■ **Required action**: Copy out each line of the listing below in which the string "Target" occurs.

○ ○ ○ ○

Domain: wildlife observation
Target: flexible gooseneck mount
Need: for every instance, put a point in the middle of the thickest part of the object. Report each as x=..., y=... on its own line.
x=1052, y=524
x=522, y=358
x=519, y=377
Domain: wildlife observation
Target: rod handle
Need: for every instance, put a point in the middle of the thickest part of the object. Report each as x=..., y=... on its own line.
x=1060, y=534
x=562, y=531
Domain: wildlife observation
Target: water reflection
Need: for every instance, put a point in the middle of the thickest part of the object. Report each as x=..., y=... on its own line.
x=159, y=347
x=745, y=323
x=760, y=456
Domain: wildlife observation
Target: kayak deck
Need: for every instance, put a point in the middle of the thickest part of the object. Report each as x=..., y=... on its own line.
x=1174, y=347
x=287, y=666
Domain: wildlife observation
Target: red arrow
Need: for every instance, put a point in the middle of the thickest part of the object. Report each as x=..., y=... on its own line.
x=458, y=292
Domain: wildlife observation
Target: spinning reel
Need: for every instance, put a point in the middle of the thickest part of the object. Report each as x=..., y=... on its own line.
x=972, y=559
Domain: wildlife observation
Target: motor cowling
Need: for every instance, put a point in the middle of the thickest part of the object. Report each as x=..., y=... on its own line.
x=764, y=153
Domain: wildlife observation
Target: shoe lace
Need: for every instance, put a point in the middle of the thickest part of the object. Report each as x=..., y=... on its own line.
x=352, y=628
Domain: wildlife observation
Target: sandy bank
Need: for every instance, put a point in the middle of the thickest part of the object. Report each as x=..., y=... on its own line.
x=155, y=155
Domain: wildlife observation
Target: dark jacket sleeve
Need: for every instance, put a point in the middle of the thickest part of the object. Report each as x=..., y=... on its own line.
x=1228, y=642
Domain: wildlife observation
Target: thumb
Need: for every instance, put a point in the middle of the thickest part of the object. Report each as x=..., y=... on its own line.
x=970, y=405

○ ○ ○ ○

■ **Output of the task**:
Target: flexible gooseneck mount
Target: rod handle
Target: water reflection
Target: kayak deck
Target: red arrow
Target: spinning reel
Target: motor cowling
Target: shoe lace
Target: sandy bank
Target: dark jacket sleeve
Target: thumb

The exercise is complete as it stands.